» **GIVEN PASSAGE**
* * * * * * * * *
This causes the overexpression of CSF1, leading to the recruitment of CSF1 receptor positive inflammatory cells into the lesion.
Dysregulation of this gene can cause TGCT inside or near to joints. Although benign, the tumours can grow and damage surrounding structures and tissues, leading to pain and swelling and limiting the movement of the joint.
It is commonly treated by surgery but the tumours tend to recur (particularly if diffuse). If surgery is not possible, treatment options are limited. A potential treatment, vimseltinib, has been developed by Deciphera, now part of Ono Pharmaceuticals.1
It is an oral switch control tyrosine kinase inhibitor that was designed to inhibit the CSF1 receptor (CSF1R).
In a first-in-human, open label Phase I/II study in 32 patients with TGCT who were not amenable to surgery or malignant solid tumours, the recommended Phase II dose was determined to be 30 mg twice a week (with no loading dose required).2
Most non-laboratory treatment-emergent adverse events had a severity of grade 1 or 2, with no evidence of cholestatic hepatotoxicity or drug-induced liver injury.
* * * * * * * * *
» **RECORDED INFORMATION**
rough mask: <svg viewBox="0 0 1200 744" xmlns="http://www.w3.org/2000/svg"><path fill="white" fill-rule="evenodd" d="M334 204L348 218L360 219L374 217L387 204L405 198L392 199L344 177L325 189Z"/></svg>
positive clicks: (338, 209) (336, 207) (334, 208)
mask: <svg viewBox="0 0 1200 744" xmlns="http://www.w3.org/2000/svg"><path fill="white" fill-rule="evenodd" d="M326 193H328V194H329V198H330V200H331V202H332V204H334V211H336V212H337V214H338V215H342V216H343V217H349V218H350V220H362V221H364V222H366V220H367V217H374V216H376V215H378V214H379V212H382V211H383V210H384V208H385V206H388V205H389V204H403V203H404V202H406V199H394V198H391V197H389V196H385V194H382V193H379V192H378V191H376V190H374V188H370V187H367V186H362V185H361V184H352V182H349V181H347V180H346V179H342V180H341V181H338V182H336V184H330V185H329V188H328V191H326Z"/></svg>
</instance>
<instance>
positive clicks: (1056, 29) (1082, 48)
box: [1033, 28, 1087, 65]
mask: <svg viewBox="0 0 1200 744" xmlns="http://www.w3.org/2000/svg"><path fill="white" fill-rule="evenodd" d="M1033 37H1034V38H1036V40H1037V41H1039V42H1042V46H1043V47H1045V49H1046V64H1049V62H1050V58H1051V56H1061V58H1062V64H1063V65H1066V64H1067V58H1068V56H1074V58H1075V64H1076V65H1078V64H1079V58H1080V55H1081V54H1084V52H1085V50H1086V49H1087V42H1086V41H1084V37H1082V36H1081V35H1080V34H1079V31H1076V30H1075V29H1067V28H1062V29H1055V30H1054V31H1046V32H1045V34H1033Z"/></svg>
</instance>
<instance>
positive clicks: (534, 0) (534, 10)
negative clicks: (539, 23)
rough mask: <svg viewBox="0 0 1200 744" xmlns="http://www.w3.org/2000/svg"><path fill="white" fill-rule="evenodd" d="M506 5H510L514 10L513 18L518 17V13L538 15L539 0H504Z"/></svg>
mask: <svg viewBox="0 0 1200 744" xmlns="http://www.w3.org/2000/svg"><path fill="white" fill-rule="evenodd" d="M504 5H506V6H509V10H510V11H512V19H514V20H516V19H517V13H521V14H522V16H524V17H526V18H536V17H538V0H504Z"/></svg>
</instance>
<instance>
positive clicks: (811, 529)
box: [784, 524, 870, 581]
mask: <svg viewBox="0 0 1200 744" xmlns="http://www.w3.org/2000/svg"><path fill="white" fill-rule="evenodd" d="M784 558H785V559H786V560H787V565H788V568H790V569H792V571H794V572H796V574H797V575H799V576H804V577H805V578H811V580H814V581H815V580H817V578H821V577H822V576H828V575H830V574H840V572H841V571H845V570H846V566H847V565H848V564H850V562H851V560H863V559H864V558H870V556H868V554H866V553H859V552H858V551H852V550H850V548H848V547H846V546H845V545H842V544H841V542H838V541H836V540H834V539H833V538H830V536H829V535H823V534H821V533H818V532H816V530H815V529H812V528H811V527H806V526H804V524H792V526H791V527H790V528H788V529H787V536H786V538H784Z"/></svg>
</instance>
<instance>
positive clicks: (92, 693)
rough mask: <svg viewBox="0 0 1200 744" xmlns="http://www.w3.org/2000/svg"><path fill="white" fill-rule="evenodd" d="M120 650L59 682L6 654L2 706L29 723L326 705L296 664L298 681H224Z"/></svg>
* * * * * * * * *
» **PROBLEM 1**
According to the TGCT passage, what was the recommended Phase II dose of vimseltinib?
» **PROBLEM 2**
List every harmful effect of the growing tumours that the TGCT passage names.
» **PROBLEM 3**
Please reproduce the stretch of the TGCT passage from "Dysregulation of this" through "of the joint.".

» **WRITTEN ANSWER 1**
30 mg twice a week, with no loading dose required.

» **WRITTEN ANSWER 2**
Damage to surrounding structures and tissues, pain, swelling, and limited movement of the joint.

» **WRITTEN ANSWER 3**
Dysregulation of this gene can cause TGCT inside or near to joints. Although benign, the tumours can grow and damage surrounding structures and tissues, leading to pain and swelling and limiting the movement of the joint.